══ Supplied material

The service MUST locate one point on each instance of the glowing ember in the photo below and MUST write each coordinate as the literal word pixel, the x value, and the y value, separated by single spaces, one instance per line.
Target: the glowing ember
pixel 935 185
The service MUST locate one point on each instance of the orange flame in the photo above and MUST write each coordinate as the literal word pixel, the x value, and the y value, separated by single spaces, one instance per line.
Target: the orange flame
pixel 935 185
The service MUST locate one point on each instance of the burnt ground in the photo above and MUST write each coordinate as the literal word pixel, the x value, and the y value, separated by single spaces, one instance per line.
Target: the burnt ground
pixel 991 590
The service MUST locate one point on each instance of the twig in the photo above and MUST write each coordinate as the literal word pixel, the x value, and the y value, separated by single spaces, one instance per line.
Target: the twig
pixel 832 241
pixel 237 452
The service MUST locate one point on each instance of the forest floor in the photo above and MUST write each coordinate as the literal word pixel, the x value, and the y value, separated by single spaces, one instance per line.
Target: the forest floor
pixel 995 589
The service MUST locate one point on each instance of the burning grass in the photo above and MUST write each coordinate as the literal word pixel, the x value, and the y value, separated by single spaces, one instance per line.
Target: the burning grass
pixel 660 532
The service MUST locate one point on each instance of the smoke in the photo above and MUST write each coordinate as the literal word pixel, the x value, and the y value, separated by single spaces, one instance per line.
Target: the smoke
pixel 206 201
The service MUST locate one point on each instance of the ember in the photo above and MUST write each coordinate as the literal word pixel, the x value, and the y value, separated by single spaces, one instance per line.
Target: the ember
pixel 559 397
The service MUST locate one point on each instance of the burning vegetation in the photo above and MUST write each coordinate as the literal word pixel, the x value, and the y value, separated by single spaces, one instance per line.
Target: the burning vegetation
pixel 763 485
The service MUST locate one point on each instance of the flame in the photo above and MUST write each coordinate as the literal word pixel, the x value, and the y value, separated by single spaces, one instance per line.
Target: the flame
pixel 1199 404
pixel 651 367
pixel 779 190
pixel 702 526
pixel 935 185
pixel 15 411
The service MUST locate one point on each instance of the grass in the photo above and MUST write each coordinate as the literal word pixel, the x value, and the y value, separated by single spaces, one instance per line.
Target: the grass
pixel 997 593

════

▶ [Task statement]:
Would you repeat the records above without any changes?

▶ [Answer section]:
The service MUST locate one point on each instance of the glowing ember in the photo below and MUST write each coordinate as the literal word pixel, the x value, and the y value, separated by single spaces, one instance per line.
Target: the glowing ember
pixel 935 185
The service MUST locate one point on each instance of the orange flame in the photo above and MUST write each coordinate as the literal word pixel, the x value, and the y value, separated by single spaces, one instance per line.
Target: the orange flame
pixel 935 185
The service MUST locate one point on each instance of the burnt ground in the photo above and MUST write each coordinate as the literal word pixel, the x value, and the y value, separated by single spaces, one instance per line.
Target: the burnt ground
pixel 991 590
The service MUST locate one point on each instance of the twig in the photo above and MUST write each coordinate as the literal word pixel, the x value, and the y value, separated by single spaces, one instance per line.
Target: the twig
pixel 832 241
pixel 237 452
The service MUST locate one point on each instance of the forest floor in the photo above and MUST write each coordinate as the literal word pixel, the x value, and the y value, separated by single spaces, one instance per line.
Target: the forest floor
pixel 995 589
The service MUST locate one point on each instance of the burning grass in the photo above and MUST write each coordinate as the literal word pixel, the x value, and the y value, separated by single spaces, one instance per line.
Target: the burning grass
pixel 660 532
The service MUST locate one point on each instance of the smoke in the photo above and MUST write each coordinate as the literal word pixel, the x value, and the y value, separated by single spaces, one instance per line.
Target: the smoke
pixel 206 201
The service MUST locate one point on each instance of the ember in the photo above and MUST write each coordinate as the literal word pixel, the x value, and the y value, separated by single spaces, one instance per line.
Target: the ember
pixel 559 397
The service MUST locate one point on each instance of the burning vegetation in the photo above and MUST write each coordinate as the literal word pixel, the x value, and the y value, separated by single spaces, one instance per line.
Target: the burning vegetation
pixel 763 485
The service MUST locate one point on each instance of the flame in the photo above and MUST write each coordinate as the literal word pixel, the x value, and the y value, separated by single spaces, one instance per line.
Target: the flame
pixel 1199 404
pixel 651 367
pixel 779 190
pixel 702 526
pixel 935 185
pixel 15 411
The service MUST locate one point on each instance of the grass in the photo above and MUST write each coordinate as the literal word pixel, the x value, and the y value, separated by single spaces, one instance per line.
Target: the grass
pixel 997 593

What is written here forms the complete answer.